Required work –
Make an exact copy of the listing so that no picture is carried over.

Data in this exercise –
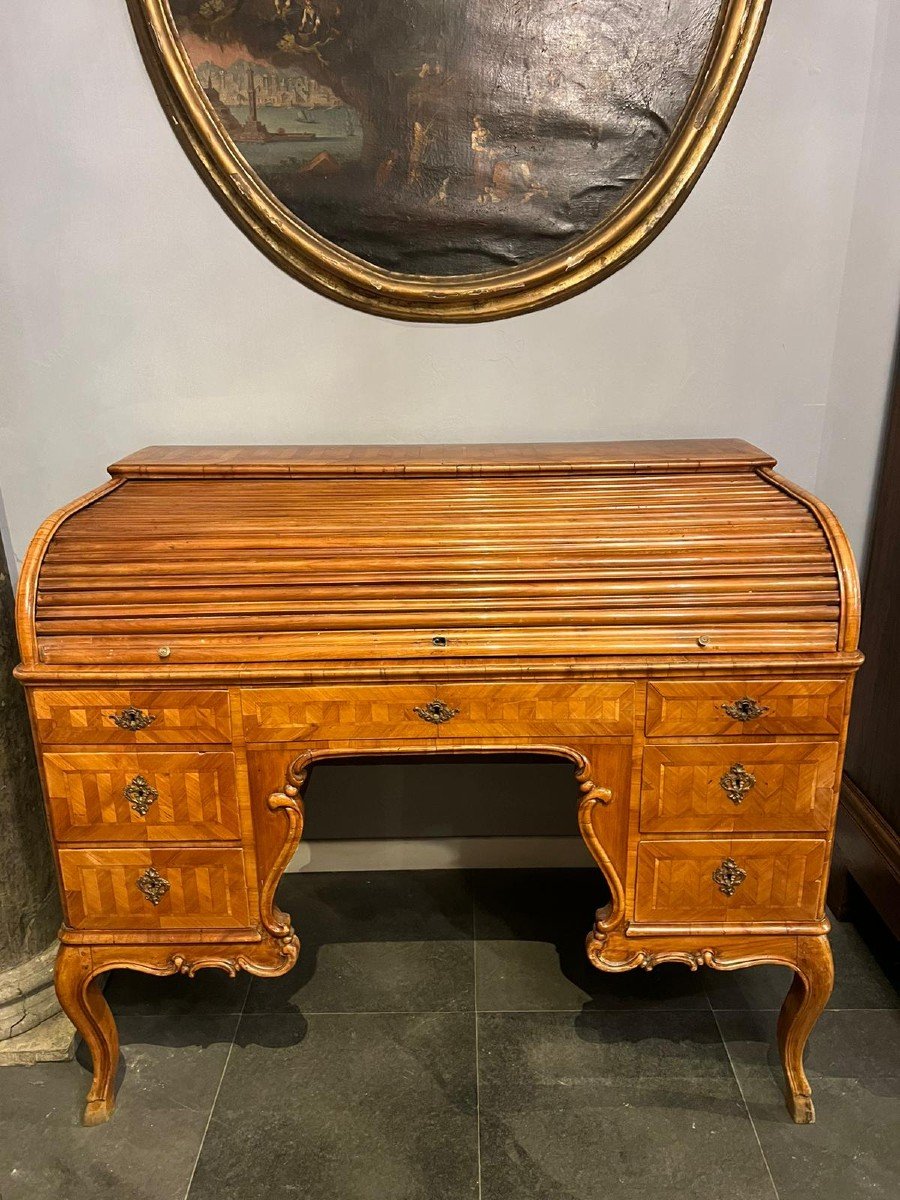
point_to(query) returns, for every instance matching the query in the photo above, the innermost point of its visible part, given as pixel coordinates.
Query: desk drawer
(131, 717)
(753, 787)
(744, 707)
(201, 888)
(423, 712)
(142, 796)
(730, 881)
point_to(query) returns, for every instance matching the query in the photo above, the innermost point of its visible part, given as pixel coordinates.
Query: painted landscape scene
(448, 137)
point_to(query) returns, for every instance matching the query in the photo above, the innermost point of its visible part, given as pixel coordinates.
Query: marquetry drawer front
(423, 712)
(730, 880)
(142, 796)
(201, 888)
(755, 787)
(744, 707)
(131, 718)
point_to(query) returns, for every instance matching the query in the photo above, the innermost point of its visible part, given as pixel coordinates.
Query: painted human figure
(483, 155)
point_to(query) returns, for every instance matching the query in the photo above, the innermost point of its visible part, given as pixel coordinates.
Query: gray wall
(136, 312)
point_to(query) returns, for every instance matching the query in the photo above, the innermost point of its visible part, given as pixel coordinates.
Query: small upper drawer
(142, 796)
(426, 711)
(191, 889)
(131, 717)
(744, 707)
(730, 880)
(755, 787)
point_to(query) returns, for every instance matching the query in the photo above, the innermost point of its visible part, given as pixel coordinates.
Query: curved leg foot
(83, 1002)
(813, 982)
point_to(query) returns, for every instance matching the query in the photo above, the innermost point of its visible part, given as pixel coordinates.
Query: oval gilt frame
(342, 276)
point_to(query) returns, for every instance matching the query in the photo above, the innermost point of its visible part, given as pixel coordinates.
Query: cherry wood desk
(671, 617)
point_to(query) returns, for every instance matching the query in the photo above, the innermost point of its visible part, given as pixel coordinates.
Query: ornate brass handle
(736, 783)
(729, 877)
(141, 795)
(436, 712)
(132, 719)
(744, 709)
(153, 885)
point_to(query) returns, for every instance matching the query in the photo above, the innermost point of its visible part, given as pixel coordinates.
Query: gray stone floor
(443, 1038)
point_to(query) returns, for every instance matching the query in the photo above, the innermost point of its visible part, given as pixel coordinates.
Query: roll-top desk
(671, 617)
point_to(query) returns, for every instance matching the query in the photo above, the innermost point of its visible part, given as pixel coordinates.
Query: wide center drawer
(198, 888)
(131, 717)
(373, 712)
(730, 880)
(744, 707)
(142, 796)
(751, 787)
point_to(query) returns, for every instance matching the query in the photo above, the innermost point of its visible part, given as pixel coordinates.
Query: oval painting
(449, 159)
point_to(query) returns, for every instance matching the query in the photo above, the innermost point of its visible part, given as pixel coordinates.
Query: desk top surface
(557, 457)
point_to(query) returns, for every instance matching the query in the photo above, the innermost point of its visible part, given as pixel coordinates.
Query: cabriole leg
(813, 982)
(83, 1002)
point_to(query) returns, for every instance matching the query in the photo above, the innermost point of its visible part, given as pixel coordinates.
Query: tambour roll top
(265, 556)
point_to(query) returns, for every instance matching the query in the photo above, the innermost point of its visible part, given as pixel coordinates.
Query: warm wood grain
(793, 706)
(85, 718)
(276, 607)
(784, 880)
(196, 797)
(793, 789)
(695, 454)
(207, 888)
(489, 711)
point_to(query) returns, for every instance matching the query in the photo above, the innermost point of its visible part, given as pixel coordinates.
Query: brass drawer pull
(132, 719)
(141, 795)
(437, 712)
(153, 885)
(737, 781)
(729, 877)
(744, 709)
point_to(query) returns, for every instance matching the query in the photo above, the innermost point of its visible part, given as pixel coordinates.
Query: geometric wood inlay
(784, 880)
(793, 706)
(385, 712)
(207, 888)
(196, 797)
(72, 718)
(793, 789)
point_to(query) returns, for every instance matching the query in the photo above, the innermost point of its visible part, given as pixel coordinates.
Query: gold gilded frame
(342, 276)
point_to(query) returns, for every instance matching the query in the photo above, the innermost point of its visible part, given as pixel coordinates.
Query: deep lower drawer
(371, 712)
(201, 888)
(744, 707)
(753, 787)
(730, 881)
(142, 796)
(131, 718)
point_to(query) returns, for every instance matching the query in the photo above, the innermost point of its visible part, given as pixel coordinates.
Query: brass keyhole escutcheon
(141, 795)
(153, 886)
(132, 719)
(729, 877)
(737, 781)
(744, 709)
(436, 712)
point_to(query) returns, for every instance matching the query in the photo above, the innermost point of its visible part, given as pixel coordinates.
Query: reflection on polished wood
(606, 605)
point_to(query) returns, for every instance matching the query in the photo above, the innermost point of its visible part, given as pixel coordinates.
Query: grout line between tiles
(747, 1107)
(215, 1098)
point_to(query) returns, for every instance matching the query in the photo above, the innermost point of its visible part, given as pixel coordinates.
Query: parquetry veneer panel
(784, 881)
(498, 711)
(789, 706)
(70, 718)
(789, 786)
(203, 630)
(178, 797)
(205, 888)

Response to this task –
point_to(query) returns, for every instance matching the query in the photo above, the innermost point of its visible part, given as pixel coordinates.
Query: desk drawer
(131, 717)
(753, 787)
(744, 707)
(201, 888)
(423, 712)
(142, 796)
(730, 881)
point_to(query) returns, for every instance matching the query in the photo above, the innermost point of its visible part, given as pixel coordinates.
Query: painted landscape scene
(448, 137)
point_to(query) returns, for every instance matching the query in the photo above, the innermost point of its visible part, given as pixel coordinates.
Query: marquetry drawer front
(423, 712)
(730, 880)
(142, 796)
(201, 888)
(755, 787)
(744, 707)
(131, 718)
point_to(query) returns, for every instance matching the query in the photo above, the innermost point of its visible part, given as pixel coordinates.
Query: painted human figure
(483, 155)
point_to(query) returns, for every instance matching the query in the photo above, the innermost point of its visible part, given as pixel coordinates.
Query: gray wall
(136, 312)
point_to(query) returns, for every instance matching the query in the photo above, the innermost point of its visible part, given as pixel coordinates.
Query: small upper drawer
(142, 796)
(426, 711)
(191, 889)
(131, 717)
(744, 707)
(730, 880)
(755, 787)
point_to(query) returns, for every instance matching the query in the photo above, the innermost point of its visible part, given as pixel coordinates.
Query: curved leg foot
(83, 1002)
(813, 982)
point_to(query) returns, for every instance matching the query in the photo above, the innermost point of its visible part, given as pixel coordinates.
Query: oval gilt frame
(342, 276)
point_to(query) returns, for every instance matching the query in the photo above, the innermost point of its visible part, given as pixel coordinates.
Query: cherry wood desk
(671, 617)
point_to(query) returns, for every instance matching the query in the photo above, the innermost point of its visible part, given as pixel coordinates.
Query: ornate brass handle
(736, 783)
(729, 877)
(141, 795)
(436, 712)
(132, 719)
(744, 709)
(153, 885)
point_to(query) returns, for every instance matching the query in the photo above, the innermost point of its visible part, given as pixel coordinates.
Query: gray stone floor
(443, 1038)
point_to(query) returns, for every instance matching the query in the photo above, the innermost point of its visible part, given as pixel coordinates.
Query: roll-top desk
(671, 617)
point_to(query) returns, for every instance matching the query in the photo above, the innermost point of its visible part, given as pixel coordinates.
Query: wide center drawer
(198, 888)
(131, 717)
(373, 712)
(730, 880)
(744, 707)
(142, 796)
(751, 787)
point_to(query) returns, for every instance matching the query in the photo above, the innermost point of its visible part, given as pixel coordinates.
Query: oval painting
(449, 159)
point_to(query) returns, for every instance matching the query in the photo above, the innermost point of its visible part, given as pixel coordinates.
Query: desk top surface
(557, 457)
point_to(query) returns, for every instance matching the query in the photo above, the innermost point of its visible part, given as pixel coordinates.
Query: cabriole leg
(813, 982)
(83, 1002)
point_to(query) returns, for every instance matching the query in the photo above, the innermost point of its visible part, given as pixel coordinates.
Query: tambour roll top
(265, 556)
point_to(query) returns, for every instance matching the query in the photo above, the innermost point of its visible part, given as pixel coordinates.
Query: warm wood grain
(793, 706)
(85, 718)
(276, 607)
(784, 880)
(196, 797)
(793, 789)
(695, 454)
(207, 888)
(489, 711)
point_to(query) returns, for every instance matching the query in the photo above, the innermost point of its visible part, given as pixel coordinates.
Query: brass drawer pull
(132, 719)
(141, 795)
(437, 712)
(153, 885)
(737, 781)
(729, 877)
(744, 709)
point_to(query) returns, for every instance matching the query in the photo above, the innermost point of its visible part, given as pixel coordinates.
Query: geometric wood inlay
(784, 880)
(793, 706)
(385, 712)
(207, 888)
(196, 797)
(72, 718)
(793, 789)
point_to(query) returns, for every instance matching the query in the photo above, the innermost point of its visible part, given as pixel coordinates.
Query: gold gilded frame
(342, 276)
point_to(query) returns, for every instance matching the query in the photo above, the innermost point of its visible part, given as pixel coordinates.
Query: deep lower drawer
(371, 712)
(201, 888)
(744, 707)
(753, 787)
(730, 881)
(142, 796)
(131, 718)
point_to(query) returns, for every instance matching the query in the photo above, the innermost point of its visible part, given as pixel coordinates.
Query: brass keyhole escutcheon
(141, 795)
(153, 886)
(132, 719)
(729, 877)
(737, 781)
(744, 709)
(436, 712)
point_to(query) returns, for every instance matching the query in the photo above, the innermost point of its visible part, given as pixel coordinates.
Query: reflection on polished wood
(606, 605)
point_to(query) returns, for every instance matching the query in the photo above, the innermost point of its visible part, given as pixel coordinates.
Query: grout line between tiles
(747, 1107)
(215, 1098)
point_to(query) returns, for every instance matching the query in the photo above, the innermost point of its visible part, given as pixel coordinates.
Query: parquetry veneer panel
(784, 881)
(498, 711)
(789, 706)
(70, 718)
(789, 786)
(203, 630)
(178, 797)
(205, 888)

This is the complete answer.